Monday, December 16, 2024

Argentina launches gas pipeline from Vaca Muerta shale play

Oil Price


Argentina inaugurated on Sunday a natural gas pipeline from the Vaca Muerta shale to a town in the Buenos Aires province, as part of its efforts to become energy independent and stop paying billions of dollars for LNG imports.

Argentina launches gas pipeline from Vaca Muerta shale play- oil and gas 360
Source: Reuters

Argentinian President Alberto Fernández officially launched the first leg of the Néstor Kirchner gas pipeline (Gasoducto Presidente Néstor Kirchner), which runs from the huge Vaca Muerta shale gas fields to the Buenos Aires province. The second phase of the gas pipeline will see it extending to the town of San Jeronimo in the province of Santa Fe.

Vaca Muerta—Spanish for ‘dead cow’—has been dubbed the Argentinian Permian, although its geologic properties have been compared more appropriately to the Eagle Ford.

The Vaca Muerta shale play is estimated to hold recoverable resources consisting of 16 billion barrels of oil and 308 trillion cubic feet of natural gas. Those numbers make the Vaca Muerta the world’s second-largest shale gas deposit.

The development of Vaca Muerta has hit various snags over the past half-decade, from perennial economic crises to global oil and gas crises and domestic foreign exchange limitations.
■ ■ ■ ■ ■ ■ ■
**PROBLEM STATEMENT:**
In the article on Argentina's Vaca Muerta gas pipeline, copy out everything from "Vaca Muerta—Spanish for" down to "the Eagle Ford." word for word.
■ ■ ■ ■ ■ ■ ■
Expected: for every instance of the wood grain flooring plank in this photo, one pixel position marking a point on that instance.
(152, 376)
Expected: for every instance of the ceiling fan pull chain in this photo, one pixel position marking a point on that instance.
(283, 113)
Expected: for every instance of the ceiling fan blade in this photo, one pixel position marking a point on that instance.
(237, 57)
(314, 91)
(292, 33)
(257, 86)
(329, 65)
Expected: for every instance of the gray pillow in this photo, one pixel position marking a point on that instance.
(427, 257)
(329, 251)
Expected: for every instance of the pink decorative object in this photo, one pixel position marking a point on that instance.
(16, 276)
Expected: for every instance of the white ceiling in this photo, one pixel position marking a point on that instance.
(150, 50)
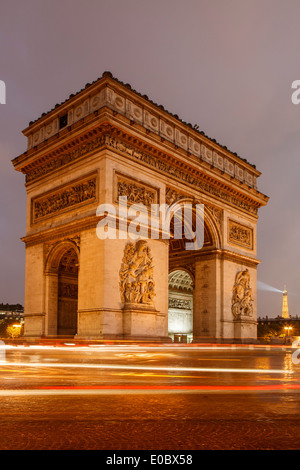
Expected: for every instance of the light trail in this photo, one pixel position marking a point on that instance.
(140, 389)
(150, 368)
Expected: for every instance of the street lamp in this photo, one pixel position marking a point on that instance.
(287, 332)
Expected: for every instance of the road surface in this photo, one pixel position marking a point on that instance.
(142, 397)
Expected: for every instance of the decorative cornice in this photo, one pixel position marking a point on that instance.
(110, 91)
(196, 174)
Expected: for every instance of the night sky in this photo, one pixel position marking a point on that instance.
(225, 65)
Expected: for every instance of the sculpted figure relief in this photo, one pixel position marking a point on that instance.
(242, 302)
(136, 274)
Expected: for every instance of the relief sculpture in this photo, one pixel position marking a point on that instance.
(242, 302)
(136, 274)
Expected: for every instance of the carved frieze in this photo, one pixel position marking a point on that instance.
(158, 162)
(178, 173)
(240, 234)
(67, 197)
(242, 302)
(136, 274)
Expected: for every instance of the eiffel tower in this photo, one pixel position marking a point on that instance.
(285, 309)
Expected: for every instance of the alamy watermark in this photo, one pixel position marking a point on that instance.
(159, 221)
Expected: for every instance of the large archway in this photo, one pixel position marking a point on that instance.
(67, 302)
(180, 312)
(61, 276)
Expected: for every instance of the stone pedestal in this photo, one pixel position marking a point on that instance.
(139, 321)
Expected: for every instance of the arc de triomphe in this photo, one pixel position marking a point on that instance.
(106, 146)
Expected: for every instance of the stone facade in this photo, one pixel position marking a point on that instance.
(102, 145)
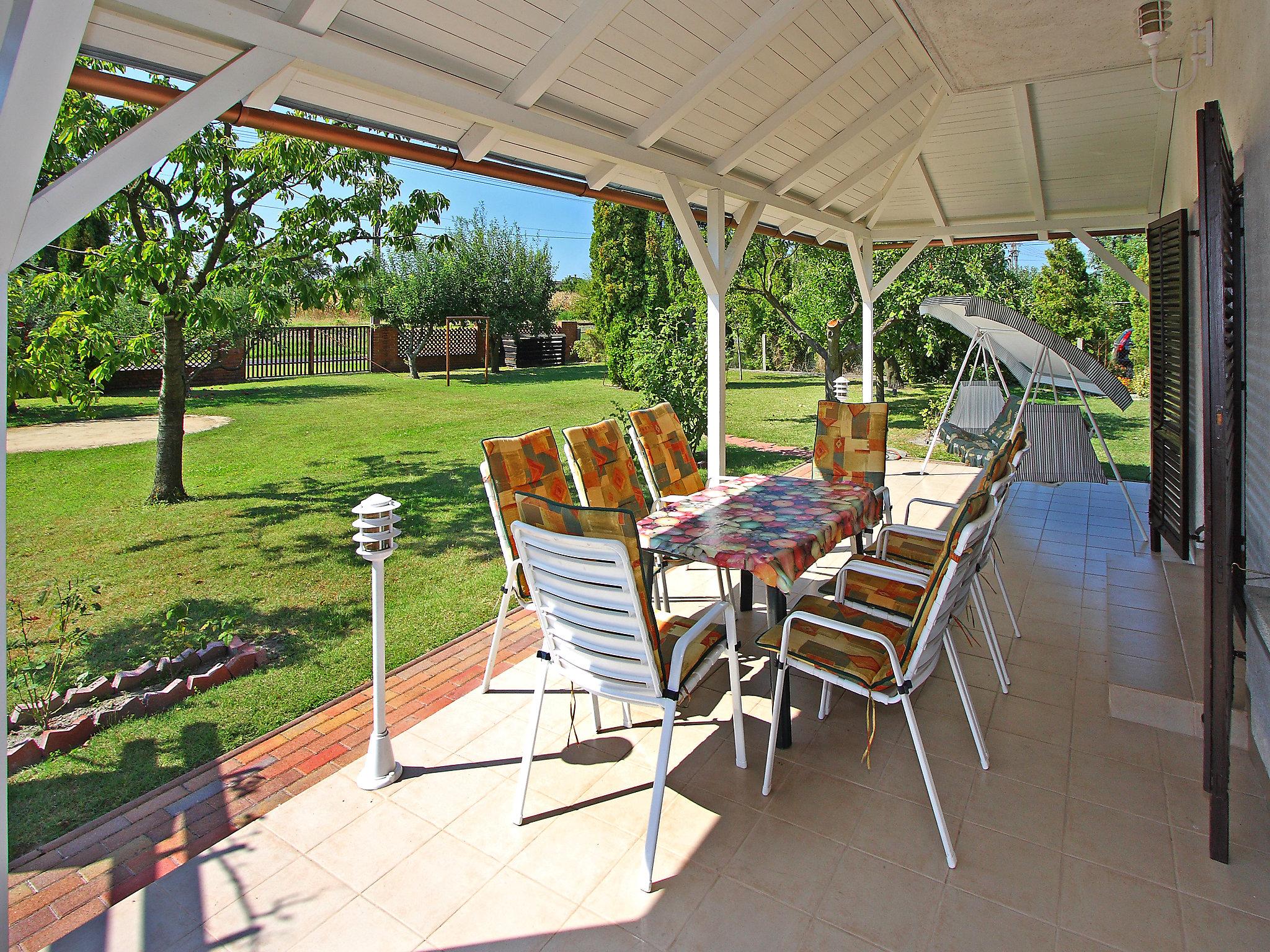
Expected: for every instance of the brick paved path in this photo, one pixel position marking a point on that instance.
(61, 885)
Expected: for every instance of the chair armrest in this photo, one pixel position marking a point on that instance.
(700, 627)
(929, 501)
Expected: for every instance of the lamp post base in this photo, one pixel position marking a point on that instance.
(380, 769)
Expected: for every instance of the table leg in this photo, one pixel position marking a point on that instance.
(776, 612)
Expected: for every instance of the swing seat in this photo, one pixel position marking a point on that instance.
(975, 448)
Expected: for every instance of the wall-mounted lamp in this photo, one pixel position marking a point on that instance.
(1153, 23)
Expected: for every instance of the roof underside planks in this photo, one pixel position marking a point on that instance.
(1095, 135)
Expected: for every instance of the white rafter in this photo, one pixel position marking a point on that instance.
(366, 64)
(545, 68)
(69, 198)
(37, 54)
(865, 170)
(858, 127)
(827, 81)
(1032, 161)
(1112, 262)
(929, 122)
(900, 267)
(934, 198)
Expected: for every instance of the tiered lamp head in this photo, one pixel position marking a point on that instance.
(376, 527)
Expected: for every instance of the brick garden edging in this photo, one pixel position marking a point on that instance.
(241, 658)
(78, 876)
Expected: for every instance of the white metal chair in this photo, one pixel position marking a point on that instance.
(882, 659)
(602, 635)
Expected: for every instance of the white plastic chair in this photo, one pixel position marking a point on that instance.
(596, 633)
(949, 587)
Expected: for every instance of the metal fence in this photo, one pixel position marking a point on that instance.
(300, 352)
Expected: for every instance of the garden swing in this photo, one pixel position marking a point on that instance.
(1060, 433)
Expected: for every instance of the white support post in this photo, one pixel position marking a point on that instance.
(69, 198)
(861, 260)
(1112, 262)
(1116, 470)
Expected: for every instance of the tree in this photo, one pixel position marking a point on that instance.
(619, 282)
(189, 230)
(1067, 296)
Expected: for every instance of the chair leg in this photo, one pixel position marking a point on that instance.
(1005, 596)
(654, 813)
(738, 716)
(930, 781)
(771, 738)
(522, 787)
(498, 637)
(990, 632)
(967, 705)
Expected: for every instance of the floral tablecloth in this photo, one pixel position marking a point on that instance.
(771, 526)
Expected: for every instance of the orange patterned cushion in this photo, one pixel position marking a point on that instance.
(606, 466)
(525, 464)
(660, 434)
(850, 443)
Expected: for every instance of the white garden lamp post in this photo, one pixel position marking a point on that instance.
(375, 539)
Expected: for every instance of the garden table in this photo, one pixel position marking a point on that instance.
(770, 527)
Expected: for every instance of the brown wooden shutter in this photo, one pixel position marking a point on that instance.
(1170, 384)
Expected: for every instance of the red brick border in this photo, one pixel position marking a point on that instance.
(64, 884)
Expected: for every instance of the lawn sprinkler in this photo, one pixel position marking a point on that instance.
(376, 541)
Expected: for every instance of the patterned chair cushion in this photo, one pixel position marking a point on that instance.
(606, 466)
(526, 464)
(660, 434)
(850, 443)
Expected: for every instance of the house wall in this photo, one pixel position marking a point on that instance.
(1240, 82)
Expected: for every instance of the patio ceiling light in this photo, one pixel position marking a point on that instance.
(1153, 22)
(376, 540)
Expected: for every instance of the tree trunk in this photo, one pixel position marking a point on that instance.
(169, 485)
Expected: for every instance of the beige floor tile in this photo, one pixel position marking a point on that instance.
(432, 883)
(1118, 909)
(511, 913)
(360, 924)
(1215, 928)
(587, 932)
(1242, 884)
(281, 910)
(373, 844)
(224, 874)
(1250, 816)
(886, 904)
(741, 919)
(905, 833)
(786, 862)
(1121, 840)
(1010, 871)
(305, 822)
(1029, 760)
(573, 853)
(443, 791)
(1018, 809)
(1119, 785)
(968, 922)
(655, 917)
(953, 780)
(817, 801)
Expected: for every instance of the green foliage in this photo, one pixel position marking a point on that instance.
(670, 361)
(1067, 300)
(619, 283)
(36, 662)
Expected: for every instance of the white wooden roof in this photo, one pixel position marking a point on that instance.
(841, 116)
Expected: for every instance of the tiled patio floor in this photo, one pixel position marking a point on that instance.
(1085, 831)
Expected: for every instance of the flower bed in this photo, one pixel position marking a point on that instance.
(113, 700)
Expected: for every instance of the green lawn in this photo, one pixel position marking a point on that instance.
(266, 541)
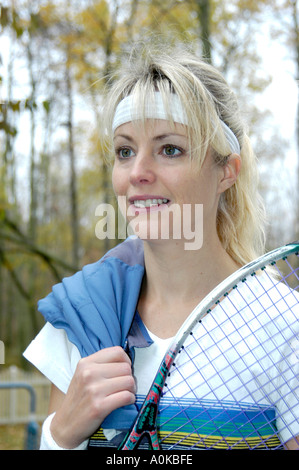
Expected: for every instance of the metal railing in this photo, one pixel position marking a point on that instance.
(32, 428)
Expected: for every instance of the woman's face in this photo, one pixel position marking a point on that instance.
(161, 191)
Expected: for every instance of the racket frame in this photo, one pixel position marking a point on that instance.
(145, 423)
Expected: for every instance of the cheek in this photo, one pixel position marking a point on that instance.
(118, 181)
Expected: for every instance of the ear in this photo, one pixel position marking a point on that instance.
(230, 172)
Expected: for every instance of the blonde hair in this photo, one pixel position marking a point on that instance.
(207, 99)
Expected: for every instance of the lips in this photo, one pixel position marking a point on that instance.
(147, 202)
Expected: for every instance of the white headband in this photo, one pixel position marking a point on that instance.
(127, 112)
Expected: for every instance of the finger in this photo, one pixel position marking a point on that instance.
(109, 355)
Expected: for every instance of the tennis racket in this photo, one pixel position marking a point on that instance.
(230, 379)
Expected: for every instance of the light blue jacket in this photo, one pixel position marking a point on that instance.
(96, 307)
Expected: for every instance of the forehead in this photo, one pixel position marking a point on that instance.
(151, 128)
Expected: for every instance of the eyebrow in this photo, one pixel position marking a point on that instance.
(156, 138)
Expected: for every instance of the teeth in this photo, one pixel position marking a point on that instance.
(149, 202)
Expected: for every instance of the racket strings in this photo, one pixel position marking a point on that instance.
(227, 382)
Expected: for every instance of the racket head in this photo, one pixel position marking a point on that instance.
(206, 405)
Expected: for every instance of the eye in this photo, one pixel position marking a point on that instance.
(172, 151)
(124, 152)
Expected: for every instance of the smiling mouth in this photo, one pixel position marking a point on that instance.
(140, 203)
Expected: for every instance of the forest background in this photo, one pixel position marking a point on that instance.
(55, 57)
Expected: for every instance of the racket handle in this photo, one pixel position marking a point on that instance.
(133, 439)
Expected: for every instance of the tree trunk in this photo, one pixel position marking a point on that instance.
(73, 176)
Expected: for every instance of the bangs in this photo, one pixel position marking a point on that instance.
(196, 109)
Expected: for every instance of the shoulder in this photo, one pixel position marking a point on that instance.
(54, 356)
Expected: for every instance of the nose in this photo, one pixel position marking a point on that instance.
(143, 168)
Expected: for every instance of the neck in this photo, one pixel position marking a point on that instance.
(172, 271)
(177, 280)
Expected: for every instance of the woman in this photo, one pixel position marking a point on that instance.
(173, 127)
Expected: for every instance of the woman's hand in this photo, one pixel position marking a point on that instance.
(102, 383)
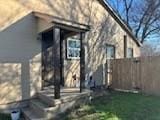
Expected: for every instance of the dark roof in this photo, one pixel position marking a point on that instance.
(119, 20)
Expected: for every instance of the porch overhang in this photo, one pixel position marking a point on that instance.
(63, 23)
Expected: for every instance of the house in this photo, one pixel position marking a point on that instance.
(64, 42)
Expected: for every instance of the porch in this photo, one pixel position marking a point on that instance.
(56, 54)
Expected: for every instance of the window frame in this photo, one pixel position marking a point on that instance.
(114, 52)
(68, 48)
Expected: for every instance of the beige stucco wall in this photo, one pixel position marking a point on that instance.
(20, 61)
(20, 47)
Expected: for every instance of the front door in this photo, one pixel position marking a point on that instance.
(47, 59)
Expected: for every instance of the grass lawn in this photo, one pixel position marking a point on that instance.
(119, 106)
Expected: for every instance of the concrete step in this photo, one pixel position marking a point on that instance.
(46, 99)
(30, 114)
(46, 111)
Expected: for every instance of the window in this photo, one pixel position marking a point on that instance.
(73, 48)
(130, 53)
(110, 52)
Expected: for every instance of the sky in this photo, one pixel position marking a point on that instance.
(152, 41)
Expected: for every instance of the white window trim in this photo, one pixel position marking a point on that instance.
(68, 57)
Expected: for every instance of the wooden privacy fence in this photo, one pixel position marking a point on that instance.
(141, 74)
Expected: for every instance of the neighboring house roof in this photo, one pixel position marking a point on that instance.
(119, 20)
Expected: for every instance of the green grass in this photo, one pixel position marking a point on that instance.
(119, 106)
(5, 116)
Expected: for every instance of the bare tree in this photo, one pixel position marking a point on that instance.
(142, 16)
(150, 50)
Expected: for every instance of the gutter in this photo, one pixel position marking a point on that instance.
(119, 20)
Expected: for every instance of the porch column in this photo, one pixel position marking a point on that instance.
(82, 63)
(56, 62)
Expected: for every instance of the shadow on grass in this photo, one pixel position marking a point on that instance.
(5, 116)
(119, 106)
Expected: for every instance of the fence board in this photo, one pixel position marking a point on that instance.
(137, 74)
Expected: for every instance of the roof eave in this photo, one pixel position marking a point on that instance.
(119, 20)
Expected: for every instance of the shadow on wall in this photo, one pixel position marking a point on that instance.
(19, 61)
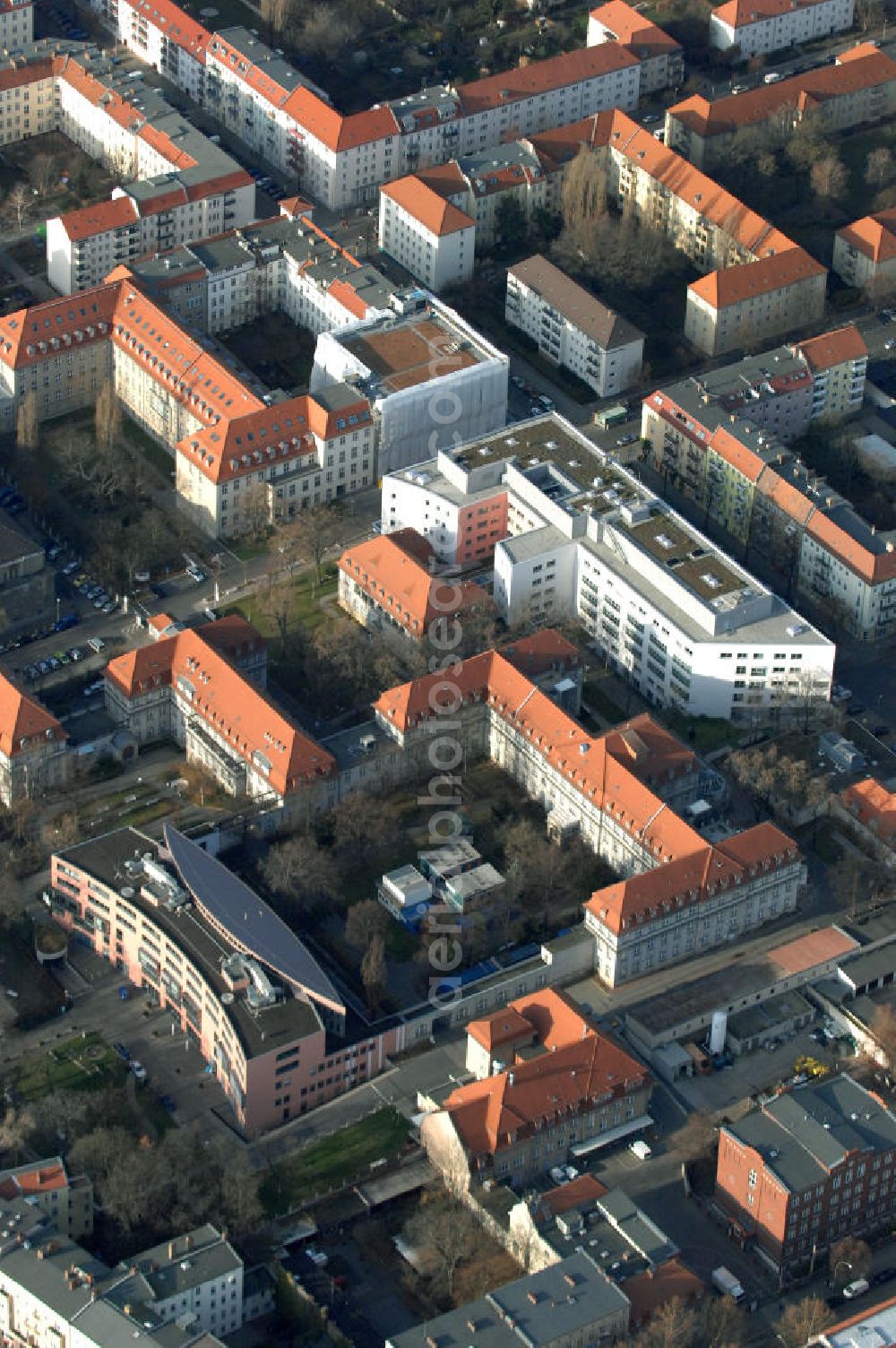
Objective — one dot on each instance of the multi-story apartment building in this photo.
(46, 1184)
(428, 376)
(173, 920)
(53, 1292)
(866, 253)
(184, 689)
(805, 1171)
(660, 56)
(756, 283)
(32, 747)
(523, 1118)
(16, 24)
(743, 478)
(760, 26)
(341, 160)
(860, 87)
(178, 184)
(426, 233)
(390, 583)
(573, 328)
(679, 894)
(575, 535)
(163, 35)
■ ■ ■ ■ ■ ■ ■
**ANSWER TO THIS TASK:**
Vaca Muerta—Spanish for ‘dead cow’—has been dubbed the Argentinian Permian, although its geologic properties have been compared more appropriately to the Eagle Ford.